Point localization data:
■ ■ ■ ■ ■ ■ ■

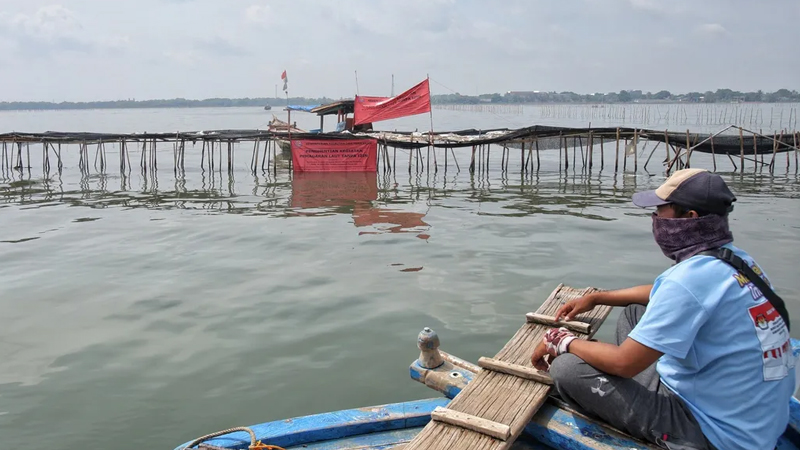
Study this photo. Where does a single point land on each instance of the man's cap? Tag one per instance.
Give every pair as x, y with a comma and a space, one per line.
696, 189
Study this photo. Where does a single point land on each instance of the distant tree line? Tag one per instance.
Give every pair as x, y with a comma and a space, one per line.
721, 95
511, 97
166, 103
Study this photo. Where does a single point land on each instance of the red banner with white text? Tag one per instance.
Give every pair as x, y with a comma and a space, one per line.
416, 100
335, 155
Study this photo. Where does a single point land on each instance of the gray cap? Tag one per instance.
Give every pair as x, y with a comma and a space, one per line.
696, 189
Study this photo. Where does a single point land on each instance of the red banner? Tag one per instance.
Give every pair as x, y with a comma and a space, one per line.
416, 100
335, 155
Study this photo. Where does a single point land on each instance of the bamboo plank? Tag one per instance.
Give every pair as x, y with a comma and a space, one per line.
528, 373
502, 398
483, 426
580, 327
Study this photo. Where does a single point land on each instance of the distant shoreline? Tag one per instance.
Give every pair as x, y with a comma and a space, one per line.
509, 98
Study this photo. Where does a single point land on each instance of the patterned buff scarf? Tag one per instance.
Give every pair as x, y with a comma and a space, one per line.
681, 239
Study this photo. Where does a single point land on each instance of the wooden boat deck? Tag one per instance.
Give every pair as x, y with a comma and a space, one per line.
499, 403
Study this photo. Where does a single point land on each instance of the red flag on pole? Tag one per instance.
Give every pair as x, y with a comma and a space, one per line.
416, 100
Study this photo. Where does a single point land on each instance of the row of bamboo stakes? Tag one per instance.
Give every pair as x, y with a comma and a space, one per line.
214, 154
652, 114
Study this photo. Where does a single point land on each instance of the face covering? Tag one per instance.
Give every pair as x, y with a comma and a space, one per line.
680, 239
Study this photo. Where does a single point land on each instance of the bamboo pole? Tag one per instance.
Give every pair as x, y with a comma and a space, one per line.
775, 150
741, 149
755, 153
602, 153
713, 155
625, 156
616, 159
472, 161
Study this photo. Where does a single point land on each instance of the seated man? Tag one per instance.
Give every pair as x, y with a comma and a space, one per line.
702, 359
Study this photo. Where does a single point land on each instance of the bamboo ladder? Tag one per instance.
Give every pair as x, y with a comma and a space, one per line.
491, 412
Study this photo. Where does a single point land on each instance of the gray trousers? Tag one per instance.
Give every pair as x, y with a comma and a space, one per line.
641, 406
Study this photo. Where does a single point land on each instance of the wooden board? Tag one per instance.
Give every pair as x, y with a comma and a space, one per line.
502, 398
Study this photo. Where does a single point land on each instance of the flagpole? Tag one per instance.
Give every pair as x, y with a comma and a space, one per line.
430, 135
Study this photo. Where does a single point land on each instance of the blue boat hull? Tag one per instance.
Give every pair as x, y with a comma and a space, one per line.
387, 426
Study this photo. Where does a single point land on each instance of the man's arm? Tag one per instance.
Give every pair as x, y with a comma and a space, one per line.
620, 297
624, 297
626, 360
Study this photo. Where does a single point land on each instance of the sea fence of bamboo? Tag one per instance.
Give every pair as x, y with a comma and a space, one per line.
752, 115
510, 109
525, 150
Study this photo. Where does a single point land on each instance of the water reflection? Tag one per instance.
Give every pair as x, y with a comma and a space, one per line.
377, 203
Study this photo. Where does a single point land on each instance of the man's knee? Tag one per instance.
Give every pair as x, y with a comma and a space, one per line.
565, 370
635, 311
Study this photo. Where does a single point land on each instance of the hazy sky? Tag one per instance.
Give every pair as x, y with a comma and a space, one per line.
144, 49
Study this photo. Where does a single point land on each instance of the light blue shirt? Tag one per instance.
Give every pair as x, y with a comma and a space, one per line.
726, 350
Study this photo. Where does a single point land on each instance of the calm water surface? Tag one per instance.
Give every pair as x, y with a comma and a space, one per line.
141, 312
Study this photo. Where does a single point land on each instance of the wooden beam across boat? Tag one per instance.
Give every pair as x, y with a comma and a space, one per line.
505, 392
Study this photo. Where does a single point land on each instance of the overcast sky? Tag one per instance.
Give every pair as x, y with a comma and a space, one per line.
81, 50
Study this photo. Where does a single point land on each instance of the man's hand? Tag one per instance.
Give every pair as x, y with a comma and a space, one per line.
572, 308
555, 342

■ ■ ■ ■ ■ ■ ■

EXERCISE
Above are the records. Print exactly, and only, the lines from the line with "arm? Tag one per instance." to the line with "overcast sky? Tag one per instance.", both inclusive.

SOLUTION FOR THIS PROBLEM
Study this photo. Where does a single point land on each instance of the man's arm? Tag one per instance.
Give every pair as x, y with a comma and a space, one per line.
620, 297
624, 297
626, 360
Study this photo. Where does a single point land on each instance of the sea fence of bamboo? Tag one per instance.
Give every pair as x, y with a comma and a space, one per line.
752, 115
510, 109
525, 150
Study this photo. Where does a single point land on each instance of the water reflection? Tag one per instance.
Give every pair as x, y with a comma and a space, one per line.
377, 203
Study this photo. Where does a single point land on each instance of the man's knee? Tag one per instance.
Give every pair as x, y with a comma and a space, one per line.
565, 370
635, 311
Study this photo. Where does a single point land on each instance of the hazy sky? Tag one per instance.
Give every pair as x, y with a comma and a space, one per line.
144, 49
Study this photo. Where does a single point land on each instance of the light blue shirt? Tag one per instance.
Give every pair as x, y with a comma and a space, one per line.
726, 350
Study this photo. Where does a single point land on each instance of the calm water surface? Tag one per instance.
Give every pair as x, y with a comma and a space, one per line.
141, 312
Study this photo. Where does a single point land on each instance of the wooden beam across boat? Tag one per instance.
Give every pair as x, y with a comma and a space, one per line.
505, 392
Study this photo. Where does a single point land on each instance of the overcast sky? Tag one per instance.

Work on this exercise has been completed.